▸ **Prompt**: Could you output each line below precisely as it stands, without the images?

▸ **Available data**:

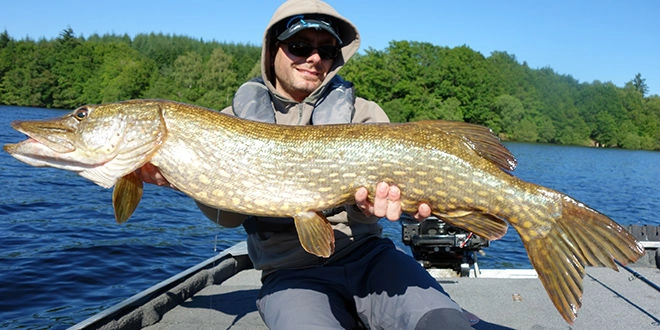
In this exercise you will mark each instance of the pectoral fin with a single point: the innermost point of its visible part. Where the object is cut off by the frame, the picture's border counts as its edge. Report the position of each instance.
(126, 196)
(315, 233)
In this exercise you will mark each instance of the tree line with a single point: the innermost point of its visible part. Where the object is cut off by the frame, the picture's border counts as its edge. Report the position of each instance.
(410, 80)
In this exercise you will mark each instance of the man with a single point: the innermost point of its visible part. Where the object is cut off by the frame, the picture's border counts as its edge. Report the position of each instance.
(367, 280)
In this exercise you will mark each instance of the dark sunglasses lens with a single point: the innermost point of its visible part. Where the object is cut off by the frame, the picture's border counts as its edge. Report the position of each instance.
(300, 50)
(328, 52)
(303, 50)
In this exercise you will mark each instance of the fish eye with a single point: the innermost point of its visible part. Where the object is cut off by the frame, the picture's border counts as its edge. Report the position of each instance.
(80, 113)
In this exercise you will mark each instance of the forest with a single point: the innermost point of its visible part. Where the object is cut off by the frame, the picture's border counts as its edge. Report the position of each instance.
(410, 80)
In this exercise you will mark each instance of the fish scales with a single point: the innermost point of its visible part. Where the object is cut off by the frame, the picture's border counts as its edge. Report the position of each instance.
(460, 170)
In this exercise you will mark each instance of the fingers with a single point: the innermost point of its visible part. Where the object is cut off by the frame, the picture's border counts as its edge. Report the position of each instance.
(387, 203)
(393, 205)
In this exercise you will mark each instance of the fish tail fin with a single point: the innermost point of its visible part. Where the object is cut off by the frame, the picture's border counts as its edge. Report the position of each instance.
(580, 237)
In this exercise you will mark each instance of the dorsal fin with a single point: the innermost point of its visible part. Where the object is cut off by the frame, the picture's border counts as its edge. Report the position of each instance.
(480, 138)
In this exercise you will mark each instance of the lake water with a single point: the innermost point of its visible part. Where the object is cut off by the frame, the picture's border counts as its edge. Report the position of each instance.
(63, 258)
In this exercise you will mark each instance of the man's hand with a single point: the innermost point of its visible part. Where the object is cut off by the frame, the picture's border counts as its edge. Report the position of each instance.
(151, 174)
(387, 203)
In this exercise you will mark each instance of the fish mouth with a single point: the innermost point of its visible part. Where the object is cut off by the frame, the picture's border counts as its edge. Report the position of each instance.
(35, 153)
(51, 134)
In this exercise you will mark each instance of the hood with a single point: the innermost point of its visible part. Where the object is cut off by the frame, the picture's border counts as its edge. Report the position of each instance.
(348, 32)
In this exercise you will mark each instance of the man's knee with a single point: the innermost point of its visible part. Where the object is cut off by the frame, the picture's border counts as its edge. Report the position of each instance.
(443, 318)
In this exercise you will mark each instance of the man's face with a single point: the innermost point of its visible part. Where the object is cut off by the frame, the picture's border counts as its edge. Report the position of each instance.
(298, 76)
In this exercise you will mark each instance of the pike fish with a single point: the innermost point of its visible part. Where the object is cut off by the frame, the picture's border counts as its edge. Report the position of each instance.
(461, 170)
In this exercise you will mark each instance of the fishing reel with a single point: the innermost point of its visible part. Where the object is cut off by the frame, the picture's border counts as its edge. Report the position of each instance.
(436, 244)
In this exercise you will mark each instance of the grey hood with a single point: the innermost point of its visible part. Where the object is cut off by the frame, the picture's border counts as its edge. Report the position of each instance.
(348, 32)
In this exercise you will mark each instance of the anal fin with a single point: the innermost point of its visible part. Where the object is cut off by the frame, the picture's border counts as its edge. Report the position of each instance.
(126, 196)
(315, 233)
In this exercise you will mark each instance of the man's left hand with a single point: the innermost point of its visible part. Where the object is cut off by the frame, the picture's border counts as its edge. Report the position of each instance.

▸ **Exercise output**:
In this exercise you will mark each instance of the pectoral fin with a single point: the innermost point of its visible part. Where the object is cut off by the frame, the picture's border counts as its edge. Report the position of each instance.
(126, 196)
(315, 233)
In this exercise you will mark each instance of the tree line with a single point: the innermost point of its visible part. Where the object is cut off by the frame, the picture's border counts as its edge. Report the position of each instance.
(410, 80)
In this exercise you will mark each instance of the man with a single point: the innermost point of its visible part. Where the object is cut off by the frame, the picture's border counts as its edge. Report the position of each instance.
(367, 280)
In this exercise you will mark each instance of the dark sunglasses lens with a single point: the innermost point of its visible part. Where the object is cut off by the frame, the picture's border counts as its edge. Report the position of each instance.
(300, 50)
(328, 52)
(303, 50)
In this exercise you will mark each instance of the fish eye with a single point: the innermost point of its visible part. Where the object is cut off by the frame, the picture's border counts as its edge. Report the position of each instance.
(80, 113)
In this exercise you will mark each instance of the forest with a single point: the innermost point of its visible part. Where the object is cut off by the frame, the picture's border counts as its edge. Report the position of each instance.
(410, 80)
In this exercise you will mark each instance of the fish scales with a single point: the innermost point of its visible part. Where the object is cut off by the frame, the picture's border counts as its edge. Report the position of each instance.
(460, 170)
In this exercise you will mark each instance of the fingers with a single point: the innermost point of its visible part. Where the object is cut off by the frame, the picture's border counts as its edge. Report the position of each instance.
(387, 203)
(393, 205)
In this exercise you will mark each instance of the fish tail fin with a single point: the innermost point of its visible part. Where the object is cut off by the frame, the picture's border counts as its edge. Report the position of each instance.
(580, 237)
In this exercise you will mark each instance of the dorsal fin with a single point: the innermost point of its visible part. Where the object is cut off by the frame, the picture's border counts as its edge. Report the position of each instance.
(480, 138)
In this exercise you will mark each instance of the lake water with a single point: the innermost point of its visible part. Where the object is cut off by the frame, the picture's border counts as its edge. Report the position of each instance.
(63, 258)
In this exercise you will mark each instance of the man's hand with a single point: the innermost point of its visible part. Where the object is cut off by the frame, the picture's border counts as its edge. Report the position of each instance.
(151, 174)
(387, 203)
In this exercise you will mark each instance of the fish mouth with a single point: the innermost point of its visible part. Where the object is cut off by the frame, the picture's border counts as its edge. Report the position of each instance.
(35, 153)
(51, 134)
In this exercise you will mark each instance of the hood with a single point: the innermost point of its visible part. Where the object is cut off by the frame, the picture's border counts as its edge. Report the position of each instance.
(348, 32)
In this exercise you will mark each instance of the man's knee with a single point: the innermost point of its visible part. Where the object is cut off by the frame, the picture's border counts as its edge. Report the position of each instance.
(443, 318)
In this exercise you will mark each instance of the man's face with a single point: the innermost point of its visible part. Where the object is cut off by the frame, the picture's border counts as its edge. Report the position of each instance.
(298, 76)
In this exercise you will mark each instance of the pike fish with a single point: the innermost point of its visible part. Where the object is cut off by the frame, the picture's border counts as its edge. Report the position of each instance.
(461, 170)
In this exercise you will mark each instance of the fishing reel with a single point: the innermost point of its visible part. Where the object is cut off by the frame, the picture's border counts as its edge. Report the position of each instance.
(436, 244)
In this exercise you will mark each instance of the grey hood with a single point: the innermost point of its visible part. Where the object is cut off by the frame, the picture's border counts as its edge. Report the position of each instance.
(348, 32)
In this exercise you will mark each instance of the anal fin with a single point: the innermost point of its visible part. Where the object is cut off by the frame, the picture's border counts as its edge. Report the position of each instance.
(126, 196)
(315, 233)
In this exercise you will mark each instance of the man's left hand with a single point: the innermost point of its visible part. Where the object is cut off by the frame, the picture's border counts as its edge. Report the position of each instance.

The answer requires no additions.